Set exercise: In this exercise, return the whole listing exactly, excluding any images.

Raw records
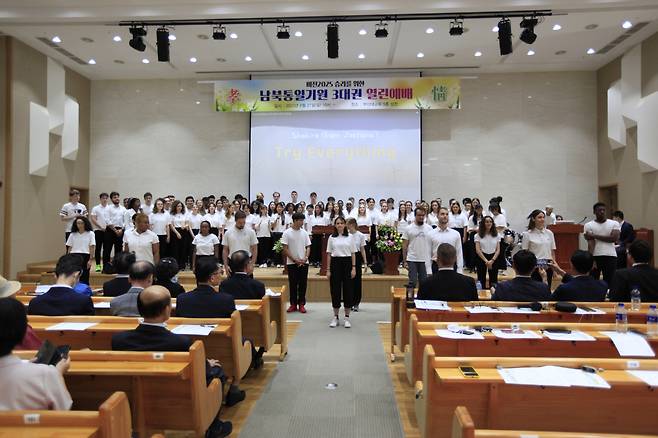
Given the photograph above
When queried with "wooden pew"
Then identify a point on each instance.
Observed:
(111, 420)
(493, 404)
(167, 391)
(463, 427)
(224, 343)
(423, 333)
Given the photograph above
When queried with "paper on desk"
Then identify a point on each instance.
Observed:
(71, 326)
(575, 335)
(192, 329)
(431, 305)
(630, 344)
(522, 334)
(648, 377)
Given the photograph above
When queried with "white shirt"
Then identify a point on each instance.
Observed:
(603, 229)
(419, 248)
(452, 237)
(488, 243)
(31, 386)
(70, 211)
(539, 242)
(297, 241)
(340, 246)
(205, 245)
(237, 240)
(141, 244)
(80, 242)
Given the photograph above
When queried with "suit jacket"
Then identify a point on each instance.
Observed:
(205, 302)
(242, 287)
(448, 285)
(581, 288)
(522, 289)
(150, 338)
(61, 301)
(115, 287)
(644, 277)
(126, 304)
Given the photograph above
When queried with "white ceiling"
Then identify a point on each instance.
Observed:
(73, 20)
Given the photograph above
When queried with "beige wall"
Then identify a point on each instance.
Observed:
(637, 191)
(36, 232)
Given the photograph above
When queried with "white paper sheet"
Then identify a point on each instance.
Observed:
(630, 344)
(431, 305)
(648, 377)
(192, 329)
(523, 334)
(71, 326)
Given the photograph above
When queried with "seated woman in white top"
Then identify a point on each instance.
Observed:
(26, 385)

Solution for this task:
Given the photograph above
When queried with "wooden pew"
Then identify a point on each instance.
Observed:
(111, 420)
(493, 404)
(167, 391)
(463, 427)
(224, 343)
(423, 333)
Given the photograph above
When queried with "paper on desk"
Then identify a point on each instance.
Observed:
(71, 326)
(575, 335)
(192, 329)
(431, 305)
(630, 344)
(522, 334)
(648, 377)
Given the photograph above
When queried with "white shirt"
Then identify a point on each instance.
Observed:
(603, 229)
(419, 248)
(452, 237)
(488, 243)
(31, 386)
(70, 211)
(539, 242)
(297, 241)
(340, 246)
(205, 245)
(237, 240)
(141, 244)
(80, 242)
Given the photograph above
When queried with "suit jacket"
Then identify a point on each instance.
Observed:
(205, 302)
(242, 287)
(448, 285)
(581, 288)
(522, 289)
(150, 338)
(61, 301)
(115, 287)
(644, 277)
(126, 304)
Given the photograph above
When queried with "white ceiling"
Then identify a point on each instance.
Observed:
(73, 20)
Given the photograph above
When queried with "beige wall"
Then identify a point on each instance.
Observed:
(637, 191)
(36, 232)
Given the photograph above
When queried with "white paper sheet"
Then identify a point on each instance.
Observed:
(630, 344)
(431, 305)
(648, 377)
(192, 329)
(523, 334)
(71, 326)
Given the photograph above
When queried with "seated woman in white top"
Then identify a point on each instance.
Observed:
(26, 385)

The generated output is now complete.